### Data entries

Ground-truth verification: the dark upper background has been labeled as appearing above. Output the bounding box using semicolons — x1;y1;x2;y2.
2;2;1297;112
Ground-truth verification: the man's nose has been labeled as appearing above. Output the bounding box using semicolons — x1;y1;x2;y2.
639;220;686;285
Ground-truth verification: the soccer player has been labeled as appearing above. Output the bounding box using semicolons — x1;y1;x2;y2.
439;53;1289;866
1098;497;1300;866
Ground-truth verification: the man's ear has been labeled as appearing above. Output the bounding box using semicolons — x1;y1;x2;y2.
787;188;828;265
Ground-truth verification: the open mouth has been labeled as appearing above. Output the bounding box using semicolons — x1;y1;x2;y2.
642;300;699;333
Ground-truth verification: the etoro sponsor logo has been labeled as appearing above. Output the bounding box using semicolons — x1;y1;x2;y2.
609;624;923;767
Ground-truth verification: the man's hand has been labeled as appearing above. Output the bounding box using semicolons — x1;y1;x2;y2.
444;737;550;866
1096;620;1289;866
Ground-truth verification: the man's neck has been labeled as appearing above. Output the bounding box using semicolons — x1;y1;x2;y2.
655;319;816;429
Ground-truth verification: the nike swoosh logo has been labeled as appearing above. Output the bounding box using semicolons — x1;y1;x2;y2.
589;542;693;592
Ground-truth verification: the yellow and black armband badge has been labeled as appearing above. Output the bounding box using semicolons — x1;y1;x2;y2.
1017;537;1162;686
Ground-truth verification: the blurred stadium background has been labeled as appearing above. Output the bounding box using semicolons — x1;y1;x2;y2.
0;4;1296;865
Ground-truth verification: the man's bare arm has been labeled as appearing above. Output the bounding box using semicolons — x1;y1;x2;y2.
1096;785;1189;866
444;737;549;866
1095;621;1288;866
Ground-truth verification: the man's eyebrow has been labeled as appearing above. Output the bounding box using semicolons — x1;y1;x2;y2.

### DIRECTIONS FOR THIS TASK
Would you write the records out again, word for word?

### OUTPUT BELOW
Ground-truth verification: the dark upper background has been labeled as appearing above. Output the bounding box using semicolons — x1;y1;x2;y2.
2;2;1297;112
Ground-truth verification: the man's nose has been labeled as appearing above. Output the bounding box using semicolons — x1;y1;x2;y2.
639;220;686;285
Ground-truth verification: the soccer player has been labeled as appearing above. Output the bounding box using semicolons — x1;y1;x2;y2.
439;53;1289;866
1098;497;1300;866
Ground-truth verification: the man's ear has been labeled as appearing above. Output the bounding box using semicolons — x1;y1;x2;y2.
787;188;828;265
Ground-truth verification: the open mouth has been labeled as appearing above. Output the bounding box using semicolons — x1;y1;x2;y2.
642;300;699;333
Ground-truth verification: the etoro sponsor logo has been labeled as appearing above. Output the bounding box using semicolons — x1;y1;x2;y2.
609;624;923;767
Ground-truth verification: the man's hand has been labeled as appearing above. Output the bounding box using semicolons — x1;y1;x2;y2.
444;737;550;866
1096;620;1289;866
Ground-truth verification: the man's neck has been labeled as appearing above. Output the bounding box using semicolons — x1;y1;x2;y2.
655;319;816;429
Ground-truth verification: the nike swoosh logo has been labeled as appearing above. Output the bounding box using semicolons — x1;y1;x2;y2.
589;542;693;592
Ground-truth verification: the yellow and black armband badge has been labeled as appearing above. Output the bounding box using semicolons — x1;y1;x2;y2.
1017;537;1162;686
Ground-truth verification: the blurred stadium background has been labeled as appearing above. Output the bounding box using semicolons — x1;y1;x2;y2.
0;4;1296;865
Ground-truth verification: the man's bare arm has been labeled as appearing above. Output the bounding box using semicolons — x1;y1;x2;y2.
1096;785;1189;866
444;737;549;866
1095;621;1288;866
Ground-truth verification: the man's eyebrow has been labeled as appearing above. Output the bounding box using semicolons — x1;y1;x2;y2.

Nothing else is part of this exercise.